Exercise:
Rewrite the data starting at the line that has "Ground blue logo" and stopping after the line that has "394 338 423 368", both ends included, copying every line unchanged except that each bounding-box coordinate in the answers is multiplied by 2.3 and rounded to a whole number, with halves rounded up. Return only those lines.

Input data:
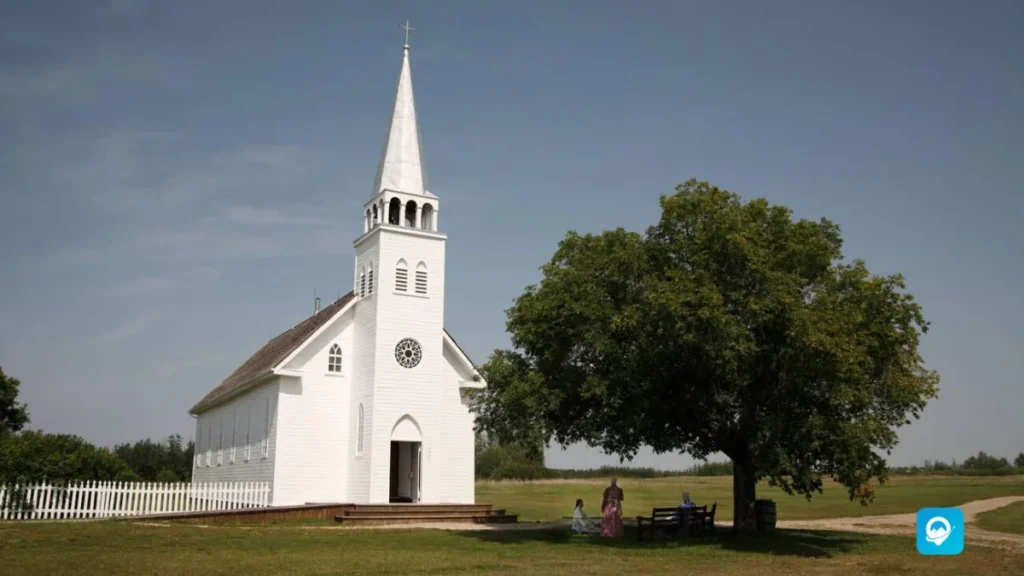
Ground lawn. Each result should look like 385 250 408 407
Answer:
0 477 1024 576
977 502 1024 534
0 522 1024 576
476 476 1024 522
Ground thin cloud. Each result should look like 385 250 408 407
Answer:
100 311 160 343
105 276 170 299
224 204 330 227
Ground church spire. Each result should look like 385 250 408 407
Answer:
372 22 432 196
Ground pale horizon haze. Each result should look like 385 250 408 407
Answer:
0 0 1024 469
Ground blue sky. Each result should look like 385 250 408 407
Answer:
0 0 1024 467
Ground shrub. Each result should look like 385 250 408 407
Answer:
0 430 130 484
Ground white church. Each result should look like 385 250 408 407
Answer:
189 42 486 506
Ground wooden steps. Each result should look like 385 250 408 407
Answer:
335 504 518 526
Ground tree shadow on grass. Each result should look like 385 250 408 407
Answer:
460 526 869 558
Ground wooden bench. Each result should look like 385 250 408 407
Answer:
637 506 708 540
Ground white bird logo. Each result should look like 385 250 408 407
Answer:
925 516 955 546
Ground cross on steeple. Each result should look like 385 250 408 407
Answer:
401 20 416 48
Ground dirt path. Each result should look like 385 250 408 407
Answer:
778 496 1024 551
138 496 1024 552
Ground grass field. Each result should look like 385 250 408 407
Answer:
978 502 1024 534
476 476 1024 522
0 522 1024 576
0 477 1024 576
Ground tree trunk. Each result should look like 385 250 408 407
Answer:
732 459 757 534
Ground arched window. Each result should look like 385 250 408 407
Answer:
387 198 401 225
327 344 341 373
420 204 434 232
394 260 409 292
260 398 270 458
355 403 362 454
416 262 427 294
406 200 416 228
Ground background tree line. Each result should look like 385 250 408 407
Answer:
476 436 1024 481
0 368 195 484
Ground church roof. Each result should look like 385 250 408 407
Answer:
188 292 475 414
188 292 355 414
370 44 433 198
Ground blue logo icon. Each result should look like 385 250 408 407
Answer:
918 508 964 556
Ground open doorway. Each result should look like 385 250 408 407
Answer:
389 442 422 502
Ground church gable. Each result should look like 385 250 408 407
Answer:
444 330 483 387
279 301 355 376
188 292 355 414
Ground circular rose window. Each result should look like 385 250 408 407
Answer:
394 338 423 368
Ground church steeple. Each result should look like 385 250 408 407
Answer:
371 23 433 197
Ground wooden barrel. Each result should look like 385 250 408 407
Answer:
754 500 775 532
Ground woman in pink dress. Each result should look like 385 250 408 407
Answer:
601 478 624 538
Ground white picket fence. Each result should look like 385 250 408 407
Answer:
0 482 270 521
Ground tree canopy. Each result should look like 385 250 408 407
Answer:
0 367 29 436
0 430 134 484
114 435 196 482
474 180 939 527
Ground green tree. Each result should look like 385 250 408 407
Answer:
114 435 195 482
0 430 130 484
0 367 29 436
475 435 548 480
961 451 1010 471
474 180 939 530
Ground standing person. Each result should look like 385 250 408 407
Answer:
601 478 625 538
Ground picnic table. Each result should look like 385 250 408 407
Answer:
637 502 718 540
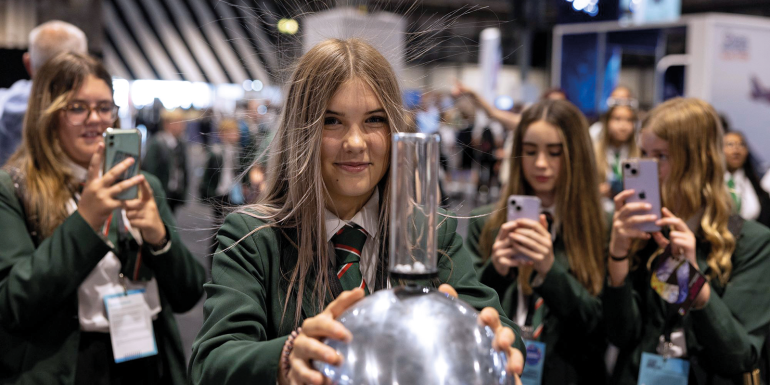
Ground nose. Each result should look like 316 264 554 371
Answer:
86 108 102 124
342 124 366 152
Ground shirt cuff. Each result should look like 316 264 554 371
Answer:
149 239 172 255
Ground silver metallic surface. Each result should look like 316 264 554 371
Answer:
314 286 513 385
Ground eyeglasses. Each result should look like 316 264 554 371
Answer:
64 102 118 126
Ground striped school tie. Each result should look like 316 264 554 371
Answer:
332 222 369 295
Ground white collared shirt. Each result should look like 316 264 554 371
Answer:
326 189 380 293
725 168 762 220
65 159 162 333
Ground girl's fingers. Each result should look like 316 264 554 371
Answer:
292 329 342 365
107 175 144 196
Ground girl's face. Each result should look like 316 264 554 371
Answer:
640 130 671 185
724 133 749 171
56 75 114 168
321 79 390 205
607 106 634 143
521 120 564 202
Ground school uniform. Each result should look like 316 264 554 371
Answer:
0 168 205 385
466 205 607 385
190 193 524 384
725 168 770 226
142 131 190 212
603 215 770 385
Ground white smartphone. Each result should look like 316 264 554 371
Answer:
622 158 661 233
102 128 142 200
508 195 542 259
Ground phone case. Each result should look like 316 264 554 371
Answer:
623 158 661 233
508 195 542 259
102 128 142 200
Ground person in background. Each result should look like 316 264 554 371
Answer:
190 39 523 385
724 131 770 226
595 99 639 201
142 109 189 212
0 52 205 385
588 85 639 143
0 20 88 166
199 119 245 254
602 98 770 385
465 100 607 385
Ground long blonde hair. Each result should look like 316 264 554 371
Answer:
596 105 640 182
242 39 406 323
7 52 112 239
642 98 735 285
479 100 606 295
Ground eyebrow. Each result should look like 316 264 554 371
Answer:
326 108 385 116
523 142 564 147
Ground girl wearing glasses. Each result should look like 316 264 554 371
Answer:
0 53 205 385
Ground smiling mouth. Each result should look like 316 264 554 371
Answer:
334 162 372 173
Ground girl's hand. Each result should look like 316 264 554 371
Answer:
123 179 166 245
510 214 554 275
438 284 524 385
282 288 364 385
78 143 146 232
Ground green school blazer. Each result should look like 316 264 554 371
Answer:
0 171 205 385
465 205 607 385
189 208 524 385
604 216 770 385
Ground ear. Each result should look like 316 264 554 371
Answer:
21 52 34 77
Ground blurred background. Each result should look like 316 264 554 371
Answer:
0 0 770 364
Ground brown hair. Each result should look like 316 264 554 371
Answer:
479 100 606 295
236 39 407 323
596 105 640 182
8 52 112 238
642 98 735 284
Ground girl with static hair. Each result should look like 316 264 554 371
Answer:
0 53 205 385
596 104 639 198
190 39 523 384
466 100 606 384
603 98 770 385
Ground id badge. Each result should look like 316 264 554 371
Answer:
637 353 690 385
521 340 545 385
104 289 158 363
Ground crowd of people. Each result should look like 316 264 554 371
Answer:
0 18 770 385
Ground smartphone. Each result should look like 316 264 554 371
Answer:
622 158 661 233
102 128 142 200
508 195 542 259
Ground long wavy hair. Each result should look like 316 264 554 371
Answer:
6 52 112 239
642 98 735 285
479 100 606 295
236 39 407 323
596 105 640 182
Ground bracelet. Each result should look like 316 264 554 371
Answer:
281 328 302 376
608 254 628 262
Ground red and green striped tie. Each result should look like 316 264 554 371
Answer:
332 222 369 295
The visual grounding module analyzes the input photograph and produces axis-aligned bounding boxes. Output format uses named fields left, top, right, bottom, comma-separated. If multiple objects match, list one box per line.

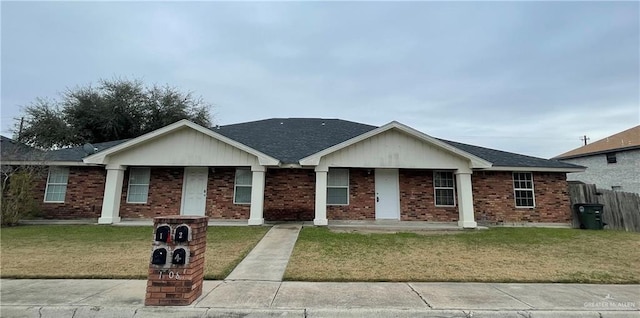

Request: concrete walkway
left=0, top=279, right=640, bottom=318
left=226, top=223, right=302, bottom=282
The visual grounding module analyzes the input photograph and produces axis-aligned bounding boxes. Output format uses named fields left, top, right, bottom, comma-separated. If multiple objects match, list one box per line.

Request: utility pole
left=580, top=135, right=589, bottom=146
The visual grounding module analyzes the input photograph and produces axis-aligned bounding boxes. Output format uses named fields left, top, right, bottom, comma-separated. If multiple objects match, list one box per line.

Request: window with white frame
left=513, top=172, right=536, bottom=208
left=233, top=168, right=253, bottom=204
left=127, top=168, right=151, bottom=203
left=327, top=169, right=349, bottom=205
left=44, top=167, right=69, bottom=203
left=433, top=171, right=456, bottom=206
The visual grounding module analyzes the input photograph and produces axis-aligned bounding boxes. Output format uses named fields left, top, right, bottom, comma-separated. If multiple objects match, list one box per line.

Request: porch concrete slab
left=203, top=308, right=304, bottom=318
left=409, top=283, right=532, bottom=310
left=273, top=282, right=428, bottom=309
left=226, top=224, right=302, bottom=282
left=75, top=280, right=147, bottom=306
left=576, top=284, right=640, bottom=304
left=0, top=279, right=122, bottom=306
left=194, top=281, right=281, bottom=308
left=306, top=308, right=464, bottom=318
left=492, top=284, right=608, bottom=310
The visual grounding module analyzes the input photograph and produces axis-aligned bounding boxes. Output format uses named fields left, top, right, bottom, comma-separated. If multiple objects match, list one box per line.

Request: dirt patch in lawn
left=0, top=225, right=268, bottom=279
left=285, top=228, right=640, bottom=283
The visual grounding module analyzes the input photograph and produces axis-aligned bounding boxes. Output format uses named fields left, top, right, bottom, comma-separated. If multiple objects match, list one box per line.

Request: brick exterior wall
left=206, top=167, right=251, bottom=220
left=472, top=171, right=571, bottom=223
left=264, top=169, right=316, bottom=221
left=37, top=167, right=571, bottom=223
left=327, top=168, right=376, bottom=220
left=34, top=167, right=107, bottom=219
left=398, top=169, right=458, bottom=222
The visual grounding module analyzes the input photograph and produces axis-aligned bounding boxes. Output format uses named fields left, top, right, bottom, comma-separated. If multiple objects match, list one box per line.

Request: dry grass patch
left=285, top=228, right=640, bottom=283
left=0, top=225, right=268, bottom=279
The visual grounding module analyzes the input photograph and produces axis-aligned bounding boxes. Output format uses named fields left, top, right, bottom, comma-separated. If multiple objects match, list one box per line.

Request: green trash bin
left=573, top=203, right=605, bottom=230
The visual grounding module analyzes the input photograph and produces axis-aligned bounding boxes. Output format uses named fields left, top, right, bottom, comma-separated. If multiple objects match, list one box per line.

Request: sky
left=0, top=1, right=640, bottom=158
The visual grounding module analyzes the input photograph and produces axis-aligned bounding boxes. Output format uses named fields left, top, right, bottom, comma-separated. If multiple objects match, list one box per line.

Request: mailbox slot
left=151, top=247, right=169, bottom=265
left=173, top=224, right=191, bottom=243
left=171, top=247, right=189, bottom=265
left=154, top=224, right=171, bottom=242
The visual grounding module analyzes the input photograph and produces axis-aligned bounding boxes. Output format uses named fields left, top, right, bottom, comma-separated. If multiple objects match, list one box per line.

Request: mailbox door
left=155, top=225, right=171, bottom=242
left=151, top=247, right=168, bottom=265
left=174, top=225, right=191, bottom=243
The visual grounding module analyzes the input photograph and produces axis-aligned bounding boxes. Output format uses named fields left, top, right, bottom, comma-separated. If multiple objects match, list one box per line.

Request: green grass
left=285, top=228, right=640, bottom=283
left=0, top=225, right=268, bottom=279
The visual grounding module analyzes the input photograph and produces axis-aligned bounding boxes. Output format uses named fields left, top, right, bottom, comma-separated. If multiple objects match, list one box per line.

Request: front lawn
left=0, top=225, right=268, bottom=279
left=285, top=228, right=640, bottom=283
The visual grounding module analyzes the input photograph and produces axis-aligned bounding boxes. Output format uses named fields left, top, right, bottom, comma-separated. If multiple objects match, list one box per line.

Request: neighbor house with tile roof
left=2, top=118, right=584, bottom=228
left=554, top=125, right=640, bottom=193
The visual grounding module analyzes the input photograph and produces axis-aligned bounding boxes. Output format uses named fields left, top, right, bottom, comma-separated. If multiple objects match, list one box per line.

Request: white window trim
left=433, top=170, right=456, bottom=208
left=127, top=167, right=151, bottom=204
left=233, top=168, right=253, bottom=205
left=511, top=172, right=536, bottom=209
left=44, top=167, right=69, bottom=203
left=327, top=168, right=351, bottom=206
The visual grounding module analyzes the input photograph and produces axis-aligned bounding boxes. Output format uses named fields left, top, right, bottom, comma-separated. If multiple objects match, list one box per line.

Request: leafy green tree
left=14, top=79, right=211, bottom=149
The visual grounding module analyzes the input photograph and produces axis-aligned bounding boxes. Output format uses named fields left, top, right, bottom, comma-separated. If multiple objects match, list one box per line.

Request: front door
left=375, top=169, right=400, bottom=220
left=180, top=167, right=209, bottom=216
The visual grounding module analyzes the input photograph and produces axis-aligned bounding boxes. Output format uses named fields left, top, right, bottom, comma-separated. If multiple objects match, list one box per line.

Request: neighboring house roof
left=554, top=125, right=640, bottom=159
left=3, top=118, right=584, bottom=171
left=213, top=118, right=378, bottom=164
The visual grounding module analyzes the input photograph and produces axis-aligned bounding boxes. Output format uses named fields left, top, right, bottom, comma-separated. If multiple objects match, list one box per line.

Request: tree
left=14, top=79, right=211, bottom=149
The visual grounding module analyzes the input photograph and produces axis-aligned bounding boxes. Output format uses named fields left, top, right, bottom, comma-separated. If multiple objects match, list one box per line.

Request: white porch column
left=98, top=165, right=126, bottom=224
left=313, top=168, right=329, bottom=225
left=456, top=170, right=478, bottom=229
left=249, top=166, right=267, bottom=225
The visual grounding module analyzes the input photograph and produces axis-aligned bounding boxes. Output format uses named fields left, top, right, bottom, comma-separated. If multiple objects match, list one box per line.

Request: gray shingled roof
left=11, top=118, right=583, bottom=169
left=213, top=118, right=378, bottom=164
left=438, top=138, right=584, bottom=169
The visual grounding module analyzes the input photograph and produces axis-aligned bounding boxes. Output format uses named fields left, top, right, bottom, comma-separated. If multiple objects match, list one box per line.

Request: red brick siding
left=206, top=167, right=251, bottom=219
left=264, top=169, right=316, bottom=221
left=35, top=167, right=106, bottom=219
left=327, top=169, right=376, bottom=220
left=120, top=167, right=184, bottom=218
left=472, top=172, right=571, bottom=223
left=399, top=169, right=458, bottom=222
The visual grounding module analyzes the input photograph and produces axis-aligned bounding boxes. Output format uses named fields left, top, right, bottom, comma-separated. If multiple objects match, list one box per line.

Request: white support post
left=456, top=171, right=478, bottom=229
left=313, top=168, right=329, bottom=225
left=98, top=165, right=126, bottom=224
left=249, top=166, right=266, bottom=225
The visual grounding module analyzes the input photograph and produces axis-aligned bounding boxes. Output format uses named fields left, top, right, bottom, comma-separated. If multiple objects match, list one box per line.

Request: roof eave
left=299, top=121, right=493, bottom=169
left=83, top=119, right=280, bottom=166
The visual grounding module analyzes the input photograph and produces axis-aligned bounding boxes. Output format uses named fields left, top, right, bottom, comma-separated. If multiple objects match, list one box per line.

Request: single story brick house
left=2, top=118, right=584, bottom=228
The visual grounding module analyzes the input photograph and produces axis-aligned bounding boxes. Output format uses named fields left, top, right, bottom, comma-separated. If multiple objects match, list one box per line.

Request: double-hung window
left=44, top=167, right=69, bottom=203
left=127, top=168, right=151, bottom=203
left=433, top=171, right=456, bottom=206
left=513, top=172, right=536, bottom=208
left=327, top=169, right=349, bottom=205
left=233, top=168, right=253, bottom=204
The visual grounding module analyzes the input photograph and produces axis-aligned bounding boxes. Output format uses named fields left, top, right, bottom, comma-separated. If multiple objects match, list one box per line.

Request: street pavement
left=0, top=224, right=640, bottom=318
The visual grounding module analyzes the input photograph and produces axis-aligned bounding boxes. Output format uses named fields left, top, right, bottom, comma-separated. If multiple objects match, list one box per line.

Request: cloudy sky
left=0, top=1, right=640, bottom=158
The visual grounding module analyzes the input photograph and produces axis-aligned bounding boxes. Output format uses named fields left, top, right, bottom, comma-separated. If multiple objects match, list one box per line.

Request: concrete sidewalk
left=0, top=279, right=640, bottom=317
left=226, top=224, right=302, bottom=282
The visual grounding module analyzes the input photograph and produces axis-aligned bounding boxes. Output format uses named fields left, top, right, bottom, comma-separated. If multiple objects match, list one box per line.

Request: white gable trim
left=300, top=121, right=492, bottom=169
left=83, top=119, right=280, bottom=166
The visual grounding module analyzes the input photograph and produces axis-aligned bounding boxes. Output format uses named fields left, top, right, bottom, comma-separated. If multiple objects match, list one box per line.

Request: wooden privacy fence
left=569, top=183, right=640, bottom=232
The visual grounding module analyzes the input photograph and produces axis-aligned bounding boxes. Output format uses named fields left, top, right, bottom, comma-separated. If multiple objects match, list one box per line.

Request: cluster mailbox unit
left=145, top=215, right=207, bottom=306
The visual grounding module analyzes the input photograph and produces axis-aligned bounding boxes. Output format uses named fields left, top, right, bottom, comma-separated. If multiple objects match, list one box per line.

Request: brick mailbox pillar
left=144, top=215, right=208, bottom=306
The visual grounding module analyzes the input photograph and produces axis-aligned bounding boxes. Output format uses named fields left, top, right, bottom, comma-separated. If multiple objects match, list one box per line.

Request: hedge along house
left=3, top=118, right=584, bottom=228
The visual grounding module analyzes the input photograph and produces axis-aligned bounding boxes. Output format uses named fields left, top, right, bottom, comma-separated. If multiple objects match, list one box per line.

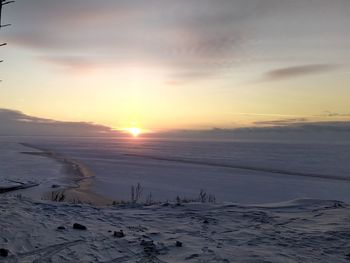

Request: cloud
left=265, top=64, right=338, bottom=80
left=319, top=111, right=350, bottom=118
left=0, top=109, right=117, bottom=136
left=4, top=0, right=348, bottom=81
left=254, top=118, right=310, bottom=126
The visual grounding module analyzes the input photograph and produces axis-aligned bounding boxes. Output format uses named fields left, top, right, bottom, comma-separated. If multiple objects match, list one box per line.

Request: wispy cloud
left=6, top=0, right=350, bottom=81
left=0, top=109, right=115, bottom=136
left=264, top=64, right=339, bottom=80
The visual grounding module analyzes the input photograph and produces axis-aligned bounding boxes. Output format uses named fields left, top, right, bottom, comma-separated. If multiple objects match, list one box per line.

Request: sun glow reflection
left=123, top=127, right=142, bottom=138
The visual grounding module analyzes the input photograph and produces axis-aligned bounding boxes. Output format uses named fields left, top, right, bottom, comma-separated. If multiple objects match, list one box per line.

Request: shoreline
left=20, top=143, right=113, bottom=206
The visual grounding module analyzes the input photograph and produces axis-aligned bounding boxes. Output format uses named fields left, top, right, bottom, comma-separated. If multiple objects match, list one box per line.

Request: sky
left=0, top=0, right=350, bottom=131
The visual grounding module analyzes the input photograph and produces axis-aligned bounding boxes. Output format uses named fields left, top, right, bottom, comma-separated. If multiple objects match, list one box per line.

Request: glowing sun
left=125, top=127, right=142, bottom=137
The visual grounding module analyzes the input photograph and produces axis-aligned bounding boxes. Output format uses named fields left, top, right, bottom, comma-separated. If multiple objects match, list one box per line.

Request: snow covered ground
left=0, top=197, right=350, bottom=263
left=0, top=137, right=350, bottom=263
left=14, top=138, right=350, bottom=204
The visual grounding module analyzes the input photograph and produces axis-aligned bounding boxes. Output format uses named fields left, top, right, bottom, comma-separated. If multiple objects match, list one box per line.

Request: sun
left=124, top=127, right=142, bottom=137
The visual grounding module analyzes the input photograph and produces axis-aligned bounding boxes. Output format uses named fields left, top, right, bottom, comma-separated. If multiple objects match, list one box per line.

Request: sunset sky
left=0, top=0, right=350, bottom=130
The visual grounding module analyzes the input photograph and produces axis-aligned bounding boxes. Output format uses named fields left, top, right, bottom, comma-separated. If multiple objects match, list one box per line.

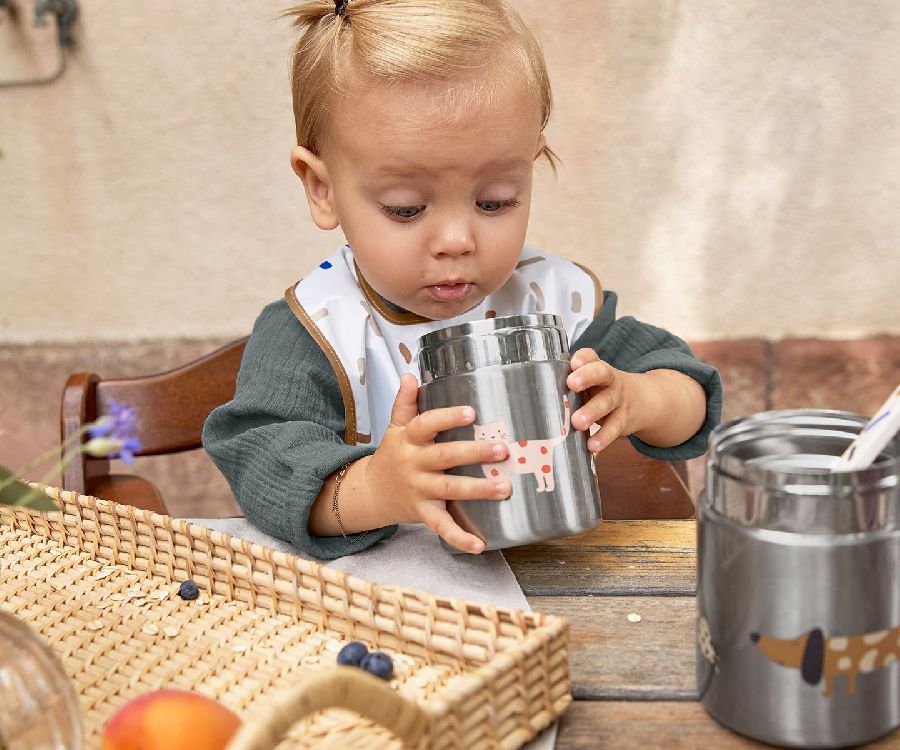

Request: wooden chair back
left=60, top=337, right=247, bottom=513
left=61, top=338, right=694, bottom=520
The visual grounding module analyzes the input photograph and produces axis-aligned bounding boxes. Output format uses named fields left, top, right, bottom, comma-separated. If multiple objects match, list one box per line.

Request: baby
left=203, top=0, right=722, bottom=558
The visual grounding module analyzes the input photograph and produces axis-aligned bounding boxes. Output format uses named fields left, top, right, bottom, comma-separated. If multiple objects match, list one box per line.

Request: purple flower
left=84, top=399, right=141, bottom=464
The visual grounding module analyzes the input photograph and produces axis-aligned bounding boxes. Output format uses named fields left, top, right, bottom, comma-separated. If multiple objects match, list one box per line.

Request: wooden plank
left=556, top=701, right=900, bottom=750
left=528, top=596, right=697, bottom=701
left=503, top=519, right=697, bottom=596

Task result:
Ground blue logo icon. Each result should look like 385 250 408 407
Answer:
2111 1168 2217 1279
Ground open doorway. Each result should look like 385 250 408 407
Answer:
895 1017 971 1155
Ground church gable. Each result should look like 385 250 408 407
Answer:
1021 759 1111 890
642 692 817 865
432 672 817 952
Ground circular rose window. Each result should look like 385 250 408 407
Answer:
906 777 973 846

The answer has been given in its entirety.